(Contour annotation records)
···
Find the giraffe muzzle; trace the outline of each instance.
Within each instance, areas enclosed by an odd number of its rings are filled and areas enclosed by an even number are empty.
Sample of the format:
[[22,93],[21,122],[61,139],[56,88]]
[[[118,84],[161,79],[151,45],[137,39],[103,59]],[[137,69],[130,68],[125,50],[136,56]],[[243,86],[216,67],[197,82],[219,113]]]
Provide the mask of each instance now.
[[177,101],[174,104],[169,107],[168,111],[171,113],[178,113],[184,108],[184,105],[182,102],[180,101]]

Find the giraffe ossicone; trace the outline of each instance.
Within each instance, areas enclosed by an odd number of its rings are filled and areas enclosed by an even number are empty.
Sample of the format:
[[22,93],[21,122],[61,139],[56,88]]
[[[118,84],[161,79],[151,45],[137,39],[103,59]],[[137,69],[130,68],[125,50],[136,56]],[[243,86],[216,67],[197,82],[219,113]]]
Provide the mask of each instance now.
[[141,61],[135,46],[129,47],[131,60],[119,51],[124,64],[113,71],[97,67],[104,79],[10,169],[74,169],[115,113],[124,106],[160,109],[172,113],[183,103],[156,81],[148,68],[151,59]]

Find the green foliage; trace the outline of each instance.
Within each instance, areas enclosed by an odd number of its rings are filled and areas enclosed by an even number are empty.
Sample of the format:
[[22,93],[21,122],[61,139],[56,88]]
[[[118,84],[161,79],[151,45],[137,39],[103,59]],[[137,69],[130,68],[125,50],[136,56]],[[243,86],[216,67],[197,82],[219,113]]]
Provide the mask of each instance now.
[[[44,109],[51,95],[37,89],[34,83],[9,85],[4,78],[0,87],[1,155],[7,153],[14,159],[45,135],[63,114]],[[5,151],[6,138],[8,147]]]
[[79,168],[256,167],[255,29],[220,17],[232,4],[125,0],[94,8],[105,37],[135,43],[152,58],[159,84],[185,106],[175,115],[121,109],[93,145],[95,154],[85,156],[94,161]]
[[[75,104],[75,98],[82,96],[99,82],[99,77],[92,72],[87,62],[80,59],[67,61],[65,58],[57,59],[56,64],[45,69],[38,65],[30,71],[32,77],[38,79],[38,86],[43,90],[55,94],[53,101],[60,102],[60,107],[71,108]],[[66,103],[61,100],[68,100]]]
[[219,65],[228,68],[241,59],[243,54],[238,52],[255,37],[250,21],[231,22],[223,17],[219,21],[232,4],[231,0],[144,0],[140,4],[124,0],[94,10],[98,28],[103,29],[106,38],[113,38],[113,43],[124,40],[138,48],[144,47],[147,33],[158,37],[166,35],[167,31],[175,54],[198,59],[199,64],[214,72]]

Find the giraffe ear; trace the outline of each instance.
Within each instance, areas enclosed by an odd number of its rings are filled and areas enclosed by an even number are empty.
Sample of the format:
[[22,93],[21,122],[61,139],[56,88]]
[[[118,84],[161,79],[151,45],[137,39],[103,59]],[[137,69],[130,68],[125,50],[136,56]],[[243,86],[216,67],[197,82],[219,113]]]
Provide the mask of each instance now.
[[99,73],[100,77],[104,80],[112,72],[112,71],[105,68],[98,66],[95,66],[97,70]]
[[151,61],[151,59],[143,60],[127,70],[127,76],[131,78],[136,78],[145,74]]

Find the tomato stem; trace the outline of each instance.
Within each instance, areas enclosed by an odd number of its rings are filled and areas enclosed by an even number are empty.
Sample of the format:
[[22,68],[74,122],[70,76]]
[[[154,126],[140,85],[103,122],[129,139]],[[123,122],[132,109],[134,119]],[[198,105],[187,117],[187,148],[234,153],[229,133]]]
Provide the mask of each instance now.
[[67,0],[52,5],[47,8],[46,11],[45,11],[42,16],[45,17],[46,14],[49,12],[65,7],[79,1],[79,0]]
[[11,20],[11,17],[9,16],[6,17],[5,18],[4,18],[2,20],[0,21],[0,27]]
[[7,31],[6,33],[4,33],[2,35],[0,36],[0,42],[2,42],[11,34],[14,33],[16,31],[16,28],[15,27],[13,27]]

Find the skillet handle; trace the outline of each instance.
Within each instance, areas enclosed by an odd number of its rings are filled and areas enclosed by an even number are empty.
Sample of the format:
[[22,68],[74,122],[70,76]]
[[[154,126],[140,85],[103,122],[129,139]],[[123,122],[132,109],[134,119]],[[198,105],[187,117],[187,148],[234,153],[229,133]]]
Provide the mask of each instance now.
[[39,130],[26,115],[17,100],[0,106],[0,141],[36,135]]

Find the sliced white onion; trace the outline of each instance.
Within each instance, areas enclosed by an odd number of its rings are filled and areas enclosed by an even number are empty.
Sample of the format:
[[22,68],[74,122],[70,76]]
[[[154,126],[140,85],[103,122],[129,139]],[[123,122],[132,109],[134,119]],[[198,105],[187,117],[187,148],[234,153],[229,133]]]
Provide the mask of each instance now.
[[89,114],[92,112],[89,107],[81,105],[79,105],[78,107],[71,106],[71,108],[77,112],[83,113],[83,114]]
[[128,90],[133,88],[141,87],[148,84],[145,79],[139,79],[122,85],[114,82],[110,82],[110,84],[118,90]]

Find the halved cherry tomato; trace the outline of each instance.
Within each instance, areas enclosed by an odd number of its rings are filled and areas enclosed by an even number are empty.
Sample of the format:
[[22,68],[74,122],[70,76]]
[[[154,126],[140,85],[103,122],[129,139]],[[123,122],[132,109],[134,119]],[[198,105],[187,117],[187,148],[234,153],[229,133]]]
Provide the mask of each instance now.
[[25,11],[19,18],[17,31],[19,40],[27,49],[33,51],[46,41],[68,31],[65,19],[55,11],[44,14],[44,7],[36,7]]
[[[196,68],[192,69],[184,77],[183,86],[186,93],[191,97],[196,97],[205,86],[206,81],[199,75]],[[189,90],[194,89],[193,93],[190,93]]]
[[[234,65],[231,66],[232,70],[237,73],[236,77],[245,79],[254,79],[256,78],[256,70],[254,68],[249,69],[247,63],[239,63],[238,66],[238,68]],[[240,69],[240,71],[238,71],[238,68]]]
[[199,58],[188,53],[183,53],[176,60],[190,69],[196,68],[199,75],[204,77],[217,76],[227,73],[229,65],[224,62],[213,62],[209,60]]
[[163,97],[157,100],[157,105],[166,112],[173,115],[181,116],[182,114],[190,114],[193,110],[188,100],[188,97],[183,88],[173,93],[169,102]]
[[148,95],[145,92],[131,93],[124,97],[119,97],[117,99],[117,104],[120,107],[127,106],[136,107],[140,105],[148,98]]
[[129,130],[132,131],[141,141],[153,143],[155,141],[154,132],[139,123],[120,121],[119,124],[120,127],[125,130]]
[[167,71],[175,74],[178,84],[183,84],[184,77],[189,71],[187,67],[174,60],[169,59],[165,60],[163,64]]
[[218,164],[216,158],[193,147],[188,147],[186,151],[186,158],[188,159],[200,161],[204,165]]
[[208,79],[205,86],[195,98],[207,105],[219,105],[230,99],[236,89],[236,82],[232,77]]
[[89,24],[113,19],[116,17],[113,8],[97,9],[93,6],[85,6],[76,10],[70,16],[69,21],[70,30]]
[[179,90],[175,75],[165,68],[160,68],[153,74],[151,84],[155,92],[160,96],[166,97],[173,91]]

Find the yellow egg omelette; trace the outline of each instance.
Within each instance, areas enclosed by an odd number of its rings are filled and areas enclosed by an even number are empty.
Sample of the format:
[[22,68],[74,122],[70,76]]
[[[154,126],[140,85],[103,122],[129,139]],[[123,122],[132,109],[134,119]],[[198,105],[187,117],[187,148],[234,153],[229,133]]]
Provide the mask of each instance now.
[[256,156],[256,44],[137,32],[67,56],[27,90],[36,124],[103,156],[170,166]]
···
Instruction
Switch "trace the outline" to "draw the boundary" everywhere it occurs in the records above, and leave everything else as it is.

Solution for this task
Find the giraffe muzzle; draw the boundary of each instance.
Within each instance, areas enclosed by an odd number of its rings are filled and areas enclosed by an even number are empty.
Sample of the format:
[[22,93],[21,122],[61,139],[56,88]]
[[[118,84],[161,79],[151,45],[137,39],[103,59]],[[137,69],[130,68],[125,50],[136,56]],[[243,86],[216,67],[197,82],[219,113]]]
Provide the mask of each instance now.
[[177,101],[174,104],[169,107],[168,111],[171,113],[178,113],[184,108],[184,105],[182,102],[180,101]]

Find the giraffe ossicone; draw the boundary of each instance.
Within each instance, areas enclosed by an odd number of its rings are filled and areas enclosed by an even number are empty.
Sample of the format:
[[22,93],[21,122],[61,139],[56,88]]
[[[118,84],[161,79],[151,45],[137,39],[103,59]],[[137,69],[130,68],[125,50],[136,56]],[[243,86],[216,67],[197,82],[219,113]]]
Provide the mask of each instance now.
[[141,61],[135,46],[129,47],[131,60],[119,51],[124,64],[113,71],[97,67],[104,79],[10,169],[74,169],[115,113],[124,106],[160,109],[172,113],[183,103],[156,81],[148,68],[151,59]]

Find the green foliage; draw the boundary of each instance.
Within each instance, areas enclosed by an odd number of its rings are filled and areas enclosed by an even number are empty.
Sample of the format:
[[22,93],[21,122],[61,139],[56,88]]
[[[118,84],[161,79],[151,45],[137,39],[103,59]],[[137,69],[130,68],[125,50],[136,56]],[[243,86],[216,67],[197,82],[219,113]]]
Provide the mask of each instance now.
[[[44,109],[51,95],[37,89],[34,83],[9,85],[4,78],[0,87],[1,155],[7,153],[14,159],[45,135],[63,114]],[[5,151],[6,138],[8,147]]]
[[79,168],[256,167],[255,29],[220,17],[232,4],[125,0],[94,8],[105,37],[135,43],[152,58],[159,84],[185,106],[175,115],[121,109],[93,145],[95,154],[85,156],[94,161]]
[[[75,104],[75,98],[82,96],[99,82],[99,77],[92,72],[87,62],[80,59],[67,61],[65,58],[57,59],[56,64],[45,69],[38,65],[30,71],[32,77],[38,79],[38,86],[43,90],[55,94],[53,101],[60,102],[60,107],[71,108]],[[66,103],[61,100],[68,100]]]
[[219,65],[228,68],[241,59],[243,54],[238,52],[255,37],[250,21],[231,22],[223,17],[219,21],[232,4],[231,0],[144,0],[140,4],[124,0],[94,10],[98,28],[103,29],[106,38],[113,38],[113,43],[124,40],[138,48],[144,47],[147,33],[158,37],[166,35],[167,31],[175,54],[198,59],[199,64],[214,72]]

Find the giraffe ear; draw the boundary of each instance.
Within each instance, areas enclosed by an odd number of its rings are filled and areas enclosed by an even number are empty.
Sample of the format:
[[22,93],[21,122],[61,139],[56,88]]
[[[118,84],[161,79],[151,45],[137,39],[103,59]],[[137,69],[130,68],[125,50],[136,56]],[[243,86],[216,67],[197,82],[219,113]]]
Provide the mask of each instance now.
[[99,73],[100,77],[104,80],[112,72],[112,71],[105,68],[98,66],[95,66],[97,70]]
[[151,61],[151,59],[143,60],[127,70],[127,76],[131,78],[136,78],[145,74]]

Find the tomato stem; draw the boundary of each instance.
Within each instance, areas enclosed by an odd number of its rings are filled and areas enclosed by an even number are empty.
Sample of the format:
[[22,68],[74,122],[70,76]]
[[[154,126],[140,85],[103,122],[129,139]],[[123,122],[132,109],[134,119]],[[198,105],[187,117],[187,148],[234,153],[229,133]]]
Provide the mask of each instance now.
[[67,0],[52,5],[47,8],[46,11],[45,11],[42,16],[45,17],[46,14],[49,12],[65,7],[79,1],[79,0]]
[[11,20],[11,17],[9,16],[6,17],[5,18],[4,18],[2,20],[0,21],[0,27]]
[[7,31],[6,33],[4,33],[2,35],[0,36],[0,42],[2,42],[11,34],[14,33],[16,31],[16,28],[15,27],[13,27]]

Find the skillet handle; draw the boundary of each instance.
Within each instance, areas enclosed by an odd number of its rings are filled and areas enclosed by an even number are empty.
Sample of the format:
[[22,68],[74,122],[70,76]]
[[[154,126],[140,85],[103,122],[129,139]],[[123,122],[132,109],[134,119]],[[198,105],[187,117],[187,148],[234,153],[229,133]]]
Provide the mask of each instance now.
[[39,130],[26,115],[17,100],[0,106],[0,141],[36,135]]

Find the sliced white onion; draw the boundary of each instance.
Within each instance, areas enclosed by an odd number of its rings are filled and areas enclosed by an even number are empty.
Sample of the format:
[[22,68],[74,122],[70,76]]
[[[154,126],[140,85],[103,122],[129,139]],[[123,122],[132,109],[134,119]],[[198,105],[187,117],[187,148],[234,153],[229,133]]]
Provide the mask of each instance now.
[[89,114],[92,112],[89,107],[81,105],[79,105],[78,107],[71,106],[71,108],[77,112],[83,113],[83,114]]
[[128,90],[133,88],[141,87],[148,84],[145,79],[139,79],[122,85],[114,82],[110,82],[110,84],[118,90]]

Find the halved cherry tomato; draw the boundary of each instance.
Within each instance, areas enclosed by an odd number of its rings are filled and areas enclosed by an even number are empty.
Sample of the format:
[[22,68],[74,122],[70,76]]
[[[154,126],[140,85],[103,122],[129,139]],[[123,122],[132,109],[134,119]],[[198,105],[187,117],[187,148],[234,153],[229,133]]]
Provide the mask of each instance now.
[[25,11],[19,18],[17,31],[19,40],[27,49],[33,51],[46,41],[68,31],[65,19],[55,11],[44,14],[44,7],[36,7]]
[[[196,68],[192,69],[184,77],[183,86],[186,93],[191,97],[196,97],[205,86],[206,81],[199,75]],[[189,90],[194,89],[193,93],[190,93]]]
[[[234,65],[231,66],[232,70],[237,73],[236,77],[245,79],[254,79],[256,78],[256,70],[254,68],[249,69],[247,63],[239,63],[238,66],[238,68]],[[240,69],[240,71],[238,71],[238,68]]]
[[199,58],[188,53],[183,53],[176,60],[190,69],[196,68],[199,75],[204,77],[217,76],[227,73],[229,65],[224,62],[213,62],[209,60]]
[[163,97],[157,100],[157,105],[166,112],[173,115],[181,116],[182,114],[190,114],[193,110],[188,100],[188,97],[183,88],[173,93],[169,102]]
[[148,95],[145,92],[131,93],[124,97],[119,97],[117,99],[117,104],[120,107],[127,106],[136,107],[140,105],[148,98]]
[[129,130],[132,131],[141,141],[153,143],[155,141],[154,132],[139,123],[120,121],[119,124],[120,127],[125,130]]
[[167,71],[175,74],[178,84],[183,84],[184,77],[189,71],[187,67],[174,60],[169,59],[165,60],[163,64]]
[[218,164],[216,158],[193,147],[188,147],[186,151],[186,158],[188,159],[200,161],[204,165]]
[[208,79],[205,86],[195,98],[207,105],[219,105],[230,99],[236,89],[236,82],[232,77]]
[[89,24],[113,19],[116,17],[113,8],[97,9],[93,6],[85,6],[76,10],[70,16],[69,21],[70,30]]
[[179,90],[175,75],[165,68],[160,68],[153,74],[151,84],[155,92],[160,96],[166,97],[173,91]]

Find the yellow egg omelette; draw the boundary of each instance.
Within each instance, areas enclosed by an odd number of its rings are filled and areas enclosed by an even number are empty.
Sample of the format:
[[22,68],[74,122],[70,76]]
[[[154,126],[140,85],[103,122],[129,139]],[[123,122],[132,109],[134,119]],[[198,105],[187,117],[187,148],[234,153],[229,133]]]
Provide the mask of each instance now.
[[256,156],[256,44],[137,32],[67,56],[27,90],[36,124],[103,156],[170,166]]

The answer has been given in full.